> OBJECTIVE
Quote every one of the items below word for word.

# PROVIDED INFORMATION start

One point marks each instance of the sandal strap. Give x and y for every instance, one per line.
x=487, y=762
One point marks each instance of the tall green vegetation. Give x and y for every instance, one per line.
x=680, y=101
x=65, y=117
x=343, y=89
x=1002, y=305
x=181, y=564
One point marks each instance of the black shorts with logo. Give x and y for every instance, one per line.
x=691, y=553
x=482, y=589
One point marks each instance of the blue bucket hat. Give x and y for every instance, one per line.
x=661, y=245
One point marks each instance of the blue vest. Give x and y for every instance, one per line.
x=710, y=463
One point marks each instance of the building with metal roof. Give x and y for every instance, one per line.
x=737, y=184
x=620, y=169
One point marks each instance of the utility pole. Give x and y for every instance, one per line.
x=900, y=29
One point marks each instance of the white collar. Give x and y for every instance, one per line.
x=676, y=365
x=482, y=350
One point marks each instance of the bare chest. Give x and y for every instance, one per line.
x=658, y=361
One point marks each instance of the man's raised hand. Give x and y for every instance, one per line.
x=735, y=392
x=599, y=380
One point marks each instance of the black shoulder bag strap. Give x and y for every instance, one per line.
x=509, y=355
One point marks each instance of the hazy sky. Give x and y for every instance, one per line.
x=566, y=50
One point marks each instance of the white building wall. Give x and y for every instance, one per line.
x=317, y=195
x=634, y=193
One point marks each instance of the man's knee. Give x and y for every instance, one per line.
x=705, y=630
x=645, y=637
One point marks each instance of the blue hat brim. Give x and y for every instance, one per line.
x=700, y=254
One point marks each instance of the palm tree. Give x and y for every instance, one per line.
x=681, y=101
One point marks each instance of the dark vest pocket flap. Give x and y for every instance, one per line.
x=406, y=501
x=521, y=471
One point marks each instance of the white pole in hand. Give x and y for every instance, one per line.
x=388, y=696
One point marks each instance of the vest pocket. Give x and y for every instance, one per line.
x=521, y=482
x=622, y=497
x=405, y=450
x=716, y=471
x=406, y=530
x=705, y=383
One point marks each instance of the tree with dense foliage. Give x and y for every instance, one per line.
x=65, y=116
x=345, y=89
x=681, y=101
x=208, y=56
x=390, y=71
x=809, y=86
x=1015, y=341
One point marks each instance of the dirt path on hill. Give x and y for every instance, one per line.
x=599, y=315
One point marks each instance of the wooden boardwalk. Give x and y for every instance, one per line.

# PROVIDED INFORMATION end

> CORRECT RESPONSE
One point marks each instance of the sandal strap. Give x and y for every instance, one per line.
x=487, y=762
One point marks each instance of the tall green vegetation. Give x and y for every instance, one per line.
x=680, y=101
x=65, y=117
x=343, y=89
x=1002, y=305
x=181, y=564
One point marks each instance of the black shorts with logo. Give x and y for every instance, one per line.
x=691, y=553
x=482, y=589
One point marks each instance of the blue bucket hat. Give x and y for every instance, one per line.
x=661, y=245
One point marks each instance of the blue vest. Give x and y for every instance, one per line.
x=710, y=463
One point marks each instance of the building with metal roof. Give x and y for every instance, one per line.
x=737, y=184
x=620, y=169
One point marks each instance of the utility pole. Give x and y for every instance, one per line.
x=900, y=29
One point marks each instance of the white collar. Give x and y for every instance, one per line.
x=676, y=365
x=482, y=350
One point marks each instance of the bare chest. Give x and y for every instance, one per line.
x=658, y=361
One point marks each instance of the man's raised hand. Give x and y for every instance, one per line.
x=735, y=392
x=599, y=380
One point marks each instance of the black shoulder bag strap. Give x and y for every instance, one per line.
x=509, y=355
One point marks each instance of the hazy sky. Give x and y for every instance, one per line.
x=566, y=50
One point marks each instance of the white building wall. Give x and y for every instance, one per line.
x=317, y=195
x=634, y=193
One point marks each instance of the man's knee. Give x and y for every instance, one per line.
x=705, y=630
x=645, y=637
One point marks each instance of the blue hat brim. Give x and y for every instance, one per line.
x=700, y=254
One point marks each instance of the palm tree. Give x and y for every instance, one per line.
x=681, y=101
One point marks each instance of the dark vest pocket flap. Give x and y for every instance, one per line.
x=406, y=501
x=521, y=471
One point marks each instance of the white pole in hand. Give x and y for every instance, one per line.
x=388, y=696
One point marks each instance of the vest pocket. Give x and y for every instance, one per line.
x=521, y=482
x=622, y=497
x=405, y=450
x=716, y=471
x=406, y=530
x=705, y=383
One point marks each instance of the tree with dense foliage. Give x and y for every instance, one per line.
x=65, y=116
x=345, y=89
x=681, y=101
x=208, y=56
x=390, y=71
x=809, y=86
x=1015, y=341
One point marks each instance of the dirt path on hill. Give x and y for every instance, one per line.
x=599, y=315
One point marks each instance of the wooden boardwalk. Give x and y for every instance, one per line.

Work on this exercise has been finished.